统计下面列表中含有字符串“helicopter”的行数，区分大小写，只写出这个数字。
•••
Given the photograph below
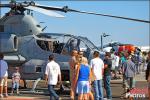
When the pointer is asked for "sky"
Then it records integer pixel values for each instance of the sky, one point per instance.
(92, 27)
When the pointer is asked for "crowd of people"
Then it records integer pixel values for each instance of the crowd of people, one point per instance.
(87, 77)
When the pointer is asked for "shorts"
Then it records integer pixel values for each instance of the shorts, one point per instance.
(3, 81)
(15, 85)
(148, 85)
(83, 87)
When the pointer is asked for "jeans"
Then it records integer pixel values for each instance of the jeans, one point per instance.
(98, 89)
(128, 82)
(107, 86)
(52, 93)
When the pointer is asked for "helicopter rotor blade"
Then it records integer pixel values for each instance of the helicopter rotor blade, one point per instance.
(44, 11)
(66, 9)
(120, 17)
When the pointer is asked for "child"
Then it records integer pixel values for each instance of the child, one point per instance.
(15, 80)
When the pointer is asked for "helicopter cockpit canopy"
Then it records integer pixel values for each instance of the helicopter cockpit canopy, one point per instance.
(64, 43)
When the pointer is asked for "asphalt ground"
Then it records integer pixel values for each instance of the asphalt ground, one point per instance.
(42, 92)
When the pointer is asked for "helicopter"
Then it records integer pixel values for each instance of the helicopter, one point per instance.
(25, 44)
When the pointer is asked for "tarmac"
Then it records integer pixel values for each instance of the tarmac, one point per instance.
(42, 93)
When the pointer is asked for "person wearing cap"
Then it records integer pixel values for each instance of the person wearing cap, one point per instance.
(16, 80)
(97, 66)
(147, 74)
(107, 75)
(129, 72)
(72, 63)
(3, 76)
(52, 76)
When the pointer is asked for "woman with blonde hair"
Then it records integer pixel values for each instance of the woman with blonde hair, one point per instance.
(82, 83)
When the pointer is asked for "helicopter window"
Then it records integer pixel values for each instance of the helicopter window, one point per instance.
(38, 25)
(38, 69)
(43, 45)
(1, 28)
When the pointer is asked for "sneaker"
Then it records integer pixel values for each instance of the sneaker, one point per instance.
(6, 95)
(1, 96)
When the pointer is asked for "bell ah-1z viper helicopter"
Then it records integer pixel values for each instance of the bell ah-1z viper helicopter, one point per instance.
(24, 43)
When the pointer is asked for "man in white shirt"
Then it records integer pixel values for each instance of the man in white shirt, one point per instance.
(52, 75)
(97, 66)
(3, 76)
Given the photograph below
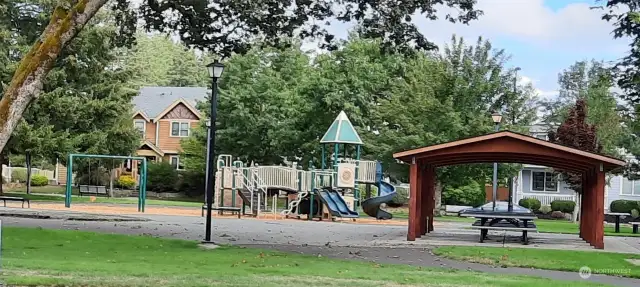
•••
▶ **任务结果**: 10